*Document excerpt*

Political Diagnosis: The Supreme Court Edition
By Christine Cupaiuolo — May 29, 2009
For starters, read the OBOS interview with Georgetown University Law Professor Emma Coleman Jordan about Judge Sonia Sotomayor’s nomination.
Coding Sonia Sotomayor: The New York Times today looks at Sotomayor’s direct and challenging questioning from the bench. Since we’re dealing with a female jurist, this is known as her “blunt and testy side.”
The story redeems itself — almost — by quoting Judge Guido Calabresi, a former dean of Yale Law School who taught Sotomayor there and now sits with her on the Second Circuit. He asserts that Sotomayor’s behavior was “identical” to other members of the 12-member court.
“Some lawyers just don’t like to be questioned by a woman,” Calabresi added. “It was sexist, plain and simple.”
During a discussion about the Times story on NPR’s “All Things Considered” this afternoon, EJ Dionne remarked that Justice Antonin Scalia is regarded as “sharp” and having “a sense of humor” for displaying the same aggressiveness. Funny how that happens.

*Data excerpts*

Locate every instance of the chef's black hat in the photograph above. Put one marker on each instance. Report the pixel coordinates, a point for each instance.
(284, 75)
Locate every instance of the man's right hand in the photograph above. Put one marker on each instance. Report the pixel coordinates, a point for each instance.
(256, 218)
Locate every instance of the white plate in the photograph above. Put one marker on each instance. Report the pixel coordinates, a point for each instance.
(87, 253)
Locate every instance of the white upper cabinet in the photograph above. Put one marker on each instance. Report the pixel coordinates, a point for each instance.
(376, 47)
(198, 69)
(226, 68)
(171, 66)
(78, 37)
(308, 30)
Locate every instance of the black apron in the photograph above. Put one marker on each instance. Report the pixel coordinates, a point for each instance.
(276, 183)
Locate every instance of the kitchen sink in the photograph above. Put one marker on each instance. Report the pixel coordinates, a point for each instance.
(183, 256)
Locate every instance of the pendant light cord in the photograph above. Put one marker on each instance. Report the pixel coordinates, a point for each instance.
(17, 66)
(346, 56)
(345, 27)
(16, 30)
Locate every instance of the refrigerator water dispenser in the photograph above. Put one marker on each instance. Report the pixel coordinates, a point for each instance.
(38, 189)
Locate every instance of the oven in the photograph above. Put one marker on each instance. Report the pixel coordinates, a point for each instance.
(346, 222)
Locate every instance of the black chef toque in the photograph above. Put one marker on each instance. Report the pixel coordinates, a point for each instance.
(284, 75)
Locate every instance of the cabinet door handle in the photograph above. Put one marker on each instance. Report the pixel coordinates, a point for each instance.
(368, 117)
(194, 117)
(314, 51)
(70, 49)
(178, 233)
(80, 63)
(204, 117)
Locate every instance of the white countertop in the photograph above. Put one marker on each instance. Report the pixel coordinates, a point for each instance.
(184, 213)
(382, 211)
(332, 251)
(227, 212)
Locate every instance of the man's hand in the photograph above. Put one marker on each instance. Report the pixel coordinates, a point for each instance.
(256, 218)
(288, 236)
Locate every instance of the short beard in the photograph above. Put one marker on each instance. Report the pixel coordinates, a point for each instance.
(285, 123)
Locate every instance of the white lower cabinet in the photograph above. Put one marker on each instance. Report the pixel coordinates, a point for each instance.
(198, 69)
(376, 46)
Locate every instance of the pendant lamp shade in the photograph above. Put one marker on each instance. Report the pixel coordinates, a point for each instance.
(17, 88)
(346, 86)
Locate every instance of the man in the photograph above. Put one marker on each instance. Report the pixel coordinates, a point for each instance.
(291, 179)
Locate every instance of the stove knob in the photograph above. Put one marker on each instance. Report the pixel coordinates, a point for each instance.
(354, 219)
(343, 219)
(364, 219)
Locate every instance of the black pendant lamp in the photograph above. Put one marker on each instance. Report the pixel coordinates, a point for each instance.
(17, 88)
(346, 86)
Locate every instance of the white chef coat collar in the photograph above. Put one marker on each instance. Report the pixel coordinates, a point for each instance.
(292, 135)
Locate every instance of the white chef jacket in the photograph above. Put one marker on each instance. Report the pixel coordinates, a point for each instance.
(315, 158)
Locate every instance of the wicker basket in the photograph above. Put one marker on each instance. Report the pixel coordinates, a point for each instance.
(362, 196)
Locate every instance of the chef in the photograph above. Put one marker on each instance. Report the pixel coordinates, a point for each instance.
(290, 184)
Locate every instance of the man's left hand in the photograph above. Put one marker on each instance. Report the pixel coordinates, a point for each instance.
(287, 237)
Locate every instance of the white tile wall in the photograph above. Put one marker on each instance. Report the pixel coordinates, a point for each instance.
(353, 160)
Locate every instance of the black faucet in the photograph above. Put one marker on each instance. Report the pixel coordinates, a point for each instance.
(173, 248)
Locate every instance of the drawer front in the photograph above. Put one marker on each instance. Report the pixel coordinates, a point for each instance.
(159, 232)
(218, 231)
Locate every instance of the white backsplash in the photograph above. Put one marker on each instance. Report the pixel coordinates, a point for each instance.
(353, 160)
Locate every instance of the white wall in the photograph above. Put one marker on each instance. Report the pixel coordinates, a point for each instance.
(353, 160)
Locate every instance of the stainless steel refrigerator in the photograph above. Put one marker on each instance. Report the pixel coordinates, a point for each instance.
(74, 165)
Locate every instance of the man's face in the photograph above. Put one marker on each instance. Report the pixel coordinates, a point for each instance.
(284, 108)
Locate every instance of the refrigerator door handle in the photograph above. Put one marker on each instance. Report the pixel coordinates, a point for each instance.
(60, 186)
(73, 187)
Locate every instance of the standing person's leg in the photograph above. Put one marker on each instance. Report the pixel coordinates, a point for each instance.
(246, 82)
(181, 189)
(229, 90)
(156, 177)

---

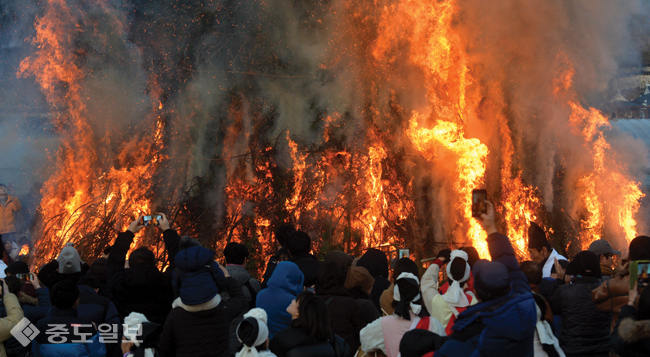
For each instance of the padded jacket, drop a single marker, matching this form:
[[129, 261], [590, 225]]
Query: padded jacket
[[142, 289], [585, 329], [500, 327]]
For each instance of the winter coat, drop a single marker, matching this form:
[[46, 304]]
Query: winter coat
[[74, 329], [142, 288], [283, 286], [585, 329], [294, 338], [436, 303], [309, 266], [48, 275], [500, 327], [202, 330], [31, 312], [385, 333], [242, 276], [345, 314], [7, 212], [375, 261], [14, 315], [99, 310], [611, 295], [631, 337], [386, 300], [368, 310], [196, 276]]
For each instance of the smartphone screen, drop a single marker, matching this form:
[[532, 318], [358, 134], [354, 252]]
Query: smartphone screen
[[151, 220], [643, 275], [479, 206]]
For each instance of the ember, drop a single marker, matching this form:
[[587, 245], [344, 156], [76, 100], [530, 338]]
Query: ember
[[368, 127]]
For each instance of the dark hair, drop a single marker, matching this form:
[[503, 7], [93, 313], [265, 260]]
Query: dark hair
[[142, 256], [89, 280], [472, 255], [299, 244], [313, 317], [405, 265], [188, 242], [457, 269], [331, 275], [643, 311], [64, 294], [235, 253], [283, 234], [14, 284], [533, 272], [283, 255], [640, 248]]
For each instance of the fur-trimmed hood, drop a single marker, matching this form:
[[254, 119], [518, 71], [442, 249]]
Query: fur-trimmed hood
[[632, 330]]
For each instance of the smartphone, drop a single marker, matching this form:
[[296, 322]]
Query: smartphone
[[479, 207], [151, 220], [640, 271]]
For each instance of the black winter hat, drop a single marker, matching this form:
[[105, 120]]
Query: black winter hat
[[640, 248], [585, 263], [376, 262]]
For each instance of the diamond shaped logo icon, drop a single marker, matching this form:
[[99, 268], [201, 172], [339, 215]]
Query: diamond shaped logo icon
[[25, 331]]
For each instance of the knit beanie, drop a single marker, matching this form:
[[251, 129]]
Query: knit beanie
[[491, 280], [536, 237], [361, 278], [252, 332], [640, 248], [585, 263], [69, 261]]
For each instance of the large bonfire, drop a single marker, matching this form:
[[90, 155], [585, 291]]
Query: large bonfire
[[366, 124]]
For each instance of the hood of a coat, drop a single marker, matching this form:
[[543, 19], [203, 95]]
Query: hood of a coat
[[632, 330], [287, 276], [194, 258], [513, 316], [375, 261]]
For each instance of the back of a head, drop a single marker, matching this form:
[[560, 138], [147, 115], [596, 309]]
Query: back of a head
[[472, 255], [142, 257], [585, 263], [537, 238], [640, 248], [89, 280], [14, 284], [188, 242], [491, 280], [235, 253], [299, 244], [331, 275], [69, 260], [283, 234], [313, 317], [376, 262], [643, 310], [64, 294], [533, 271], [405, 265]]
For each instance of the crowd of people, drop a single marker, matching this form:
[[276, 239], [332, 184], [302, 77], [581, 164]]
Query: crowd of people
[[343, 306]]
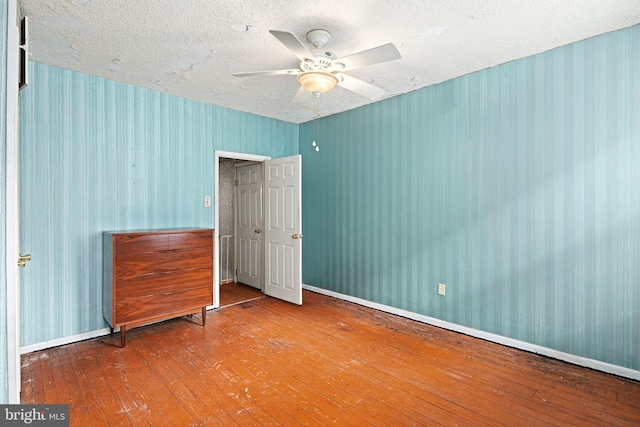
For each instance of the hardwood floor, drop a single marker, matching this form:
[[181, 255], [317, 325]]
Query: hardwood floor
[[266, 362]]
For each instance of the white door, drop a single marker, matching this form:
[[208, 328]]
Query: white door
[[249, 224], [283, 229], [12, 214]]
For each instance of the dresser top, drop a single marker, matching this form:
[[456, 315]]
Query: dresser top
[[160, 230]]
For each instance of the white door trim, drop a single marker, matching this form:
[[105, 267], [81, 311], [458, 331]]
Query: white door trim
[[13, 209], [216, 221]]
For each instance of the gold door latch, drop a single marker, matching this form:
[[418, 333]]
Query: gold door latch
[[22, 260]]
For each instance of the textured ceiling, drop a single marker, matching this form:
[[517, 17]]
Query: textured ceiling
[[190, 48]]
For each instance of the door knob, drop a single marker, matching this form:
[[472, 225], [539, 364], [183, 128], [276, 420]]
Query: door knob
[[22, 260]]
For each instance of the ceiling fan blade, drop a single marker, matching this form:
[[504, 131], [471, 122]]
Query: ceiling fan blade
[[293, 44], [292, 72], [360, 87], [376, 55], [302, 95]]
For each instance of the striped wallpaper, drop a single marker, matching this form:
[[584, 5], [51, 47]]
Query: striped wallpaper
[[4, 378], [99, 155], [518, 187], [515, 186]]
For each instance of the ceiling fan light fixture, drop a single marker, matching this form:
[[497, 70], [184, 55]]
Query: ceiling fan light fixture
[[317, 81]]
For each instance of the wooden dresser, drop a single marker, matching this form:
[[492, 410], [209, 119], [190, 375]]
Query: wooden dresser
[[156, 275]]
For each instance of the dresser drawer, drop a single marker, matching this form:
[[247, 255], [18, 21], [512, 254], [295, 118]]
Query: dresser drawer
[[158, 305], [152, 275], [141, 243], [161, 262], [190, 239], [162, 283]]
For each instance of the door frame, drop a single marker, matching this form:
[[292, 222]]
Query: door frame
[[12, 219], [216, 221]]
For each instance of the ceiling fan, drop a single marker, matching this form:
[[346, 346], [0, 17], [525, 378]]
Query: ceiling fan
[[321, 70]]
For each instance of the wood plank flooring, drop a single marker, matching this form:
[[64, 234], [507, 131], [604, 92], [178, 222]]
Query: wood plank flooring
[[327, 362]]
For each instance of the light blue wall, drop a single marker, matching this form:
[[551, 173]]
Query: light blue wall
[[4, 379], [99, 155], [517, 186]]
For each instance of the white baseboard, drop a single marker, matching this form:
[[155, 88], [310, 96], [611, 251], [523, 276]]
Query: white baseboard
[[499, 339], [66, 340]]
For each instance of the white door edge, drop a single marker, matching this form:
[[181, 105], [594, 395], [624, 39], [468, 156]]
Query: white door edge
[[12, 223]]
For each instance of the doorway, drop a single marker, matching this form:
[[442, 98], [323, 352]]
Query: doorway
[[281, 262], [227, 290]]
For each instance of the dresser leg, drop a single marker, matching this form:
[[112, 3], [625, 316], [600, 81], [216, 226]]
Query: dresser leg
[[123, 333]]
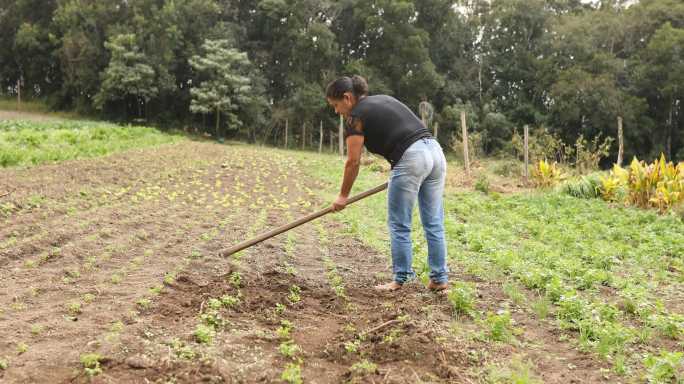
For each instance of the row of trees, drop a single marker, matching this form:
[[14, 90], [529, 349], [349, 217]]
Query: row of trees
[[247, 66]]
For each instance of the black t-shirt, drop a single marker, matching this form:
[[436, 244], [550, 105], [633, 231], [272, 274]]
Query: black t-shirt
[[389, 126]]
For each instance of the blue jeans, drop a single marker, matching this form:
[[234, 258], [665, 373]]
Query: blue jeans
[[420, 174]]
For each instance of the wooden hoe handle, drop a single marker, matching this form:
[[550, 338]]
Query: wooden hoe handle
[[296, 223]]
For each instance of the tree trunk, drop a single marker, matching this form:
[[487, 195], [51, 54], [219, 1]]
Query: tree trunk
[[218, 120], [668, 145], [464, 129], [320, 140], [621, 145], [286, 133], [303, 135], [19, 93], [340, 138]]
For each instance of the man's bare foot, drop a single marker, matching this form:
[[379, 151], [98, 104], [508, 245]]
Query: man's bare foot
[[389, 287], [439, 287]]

--

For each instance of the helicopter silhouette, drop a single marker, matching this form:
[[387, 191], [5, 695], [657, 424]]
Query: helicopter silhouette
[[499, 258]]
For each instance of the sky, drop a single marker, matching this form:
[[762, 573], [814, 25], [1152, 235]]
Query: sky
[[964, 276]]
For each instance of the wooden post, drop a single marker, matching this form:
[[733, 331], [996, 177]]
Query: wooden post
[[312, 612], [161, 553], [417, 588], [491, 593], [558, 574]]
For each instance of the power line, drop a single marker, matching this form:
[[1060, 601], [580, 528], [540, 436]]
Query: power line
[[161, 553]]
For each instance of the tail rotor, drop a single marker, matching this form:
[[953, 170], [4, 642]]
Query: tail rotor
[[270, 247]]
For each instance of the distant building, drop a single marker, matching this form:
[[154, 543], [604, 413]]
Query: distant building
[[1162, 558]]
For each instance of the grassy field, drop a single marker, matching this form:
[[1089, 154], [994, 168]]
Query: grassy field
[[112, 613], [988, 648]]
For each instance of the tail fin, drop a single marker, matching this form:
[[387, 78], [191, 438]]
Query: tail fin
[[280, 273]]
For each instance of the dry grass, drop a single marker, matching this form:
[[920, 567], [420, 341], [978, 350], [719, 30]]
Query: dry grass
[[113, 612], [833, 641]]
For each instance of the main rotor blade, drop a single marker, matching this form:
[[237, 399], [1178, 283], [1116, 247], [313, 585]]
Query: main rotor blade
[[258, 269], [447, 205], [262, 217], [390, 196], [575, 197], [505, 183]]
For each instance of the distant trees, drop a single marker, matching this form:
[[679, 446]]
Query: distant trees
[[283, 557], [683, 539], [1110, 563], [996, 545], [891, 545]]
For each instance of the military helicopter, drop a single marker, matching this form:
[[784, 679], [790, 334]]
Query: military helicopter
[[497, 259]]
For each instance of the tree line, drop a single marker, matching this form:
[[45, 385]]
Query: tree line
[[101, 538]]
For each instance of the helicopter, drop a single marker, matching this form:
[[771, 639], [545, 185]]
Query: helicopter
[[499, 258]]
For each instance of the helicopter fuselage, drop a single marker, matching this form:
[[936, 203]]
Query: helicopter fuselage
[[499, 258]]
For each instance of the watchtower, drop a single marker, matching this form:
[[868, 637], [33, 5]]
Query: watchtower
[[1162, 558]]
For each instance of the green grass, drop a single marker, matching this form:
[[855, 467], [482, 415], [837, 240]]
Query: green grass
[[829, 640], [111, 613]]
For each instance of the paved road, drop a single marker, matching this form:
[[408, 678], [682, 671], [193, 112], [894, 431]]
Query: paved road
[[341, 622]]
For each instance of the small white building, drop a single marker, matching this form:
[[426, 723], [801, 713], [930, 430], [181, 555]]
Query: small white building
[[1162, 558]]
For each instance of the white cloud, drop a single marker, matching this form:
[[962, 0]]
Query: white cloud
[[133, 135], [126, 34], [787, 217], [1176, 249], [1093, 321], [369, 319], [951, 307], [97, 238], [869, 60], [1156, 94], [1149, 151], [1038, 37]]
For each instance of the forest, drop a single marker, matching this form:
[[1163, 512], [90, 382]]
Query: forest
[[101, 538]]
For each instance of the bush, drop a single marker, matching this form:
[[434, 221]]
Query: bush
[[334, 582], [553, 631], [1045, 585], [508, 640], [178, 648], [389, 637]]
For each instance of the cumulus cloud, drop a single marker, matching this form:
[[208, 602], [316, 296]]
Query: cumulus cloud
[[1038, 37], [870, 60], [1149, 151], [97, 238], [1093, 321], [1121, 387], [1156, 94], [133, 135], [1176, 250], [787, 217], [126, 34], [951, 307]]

*Problems to solve*
A - Extract the part of the Sotomayor post from "Coding Sonia Sotomayor: The" to "the 12-member court.".
B - In the Sotomayor post, who taught Sotomayor at Yale Law School and now sits with her on the Second Circuit?
None of the items matter for this work.

*Solutions in order*
A -
Coding Sonia Sotomayor: The New York Times today looks at Sotomayor’s direct and challenging questioning from the bench. Since we’re dealing with a female jurist, this is known as her “blunt and testy side.”
The story redeems itself — almost — by quoting Judge Guido Calabresi, a former dean of Yale Law School who taught Sotomayor there and now sits with her on the Second Circuit. He asserts that Sotomayor’s behavior was “identical” to other members of the 12-member court.

B - Judge Guido Calabresi, a former dean of Yale Law School.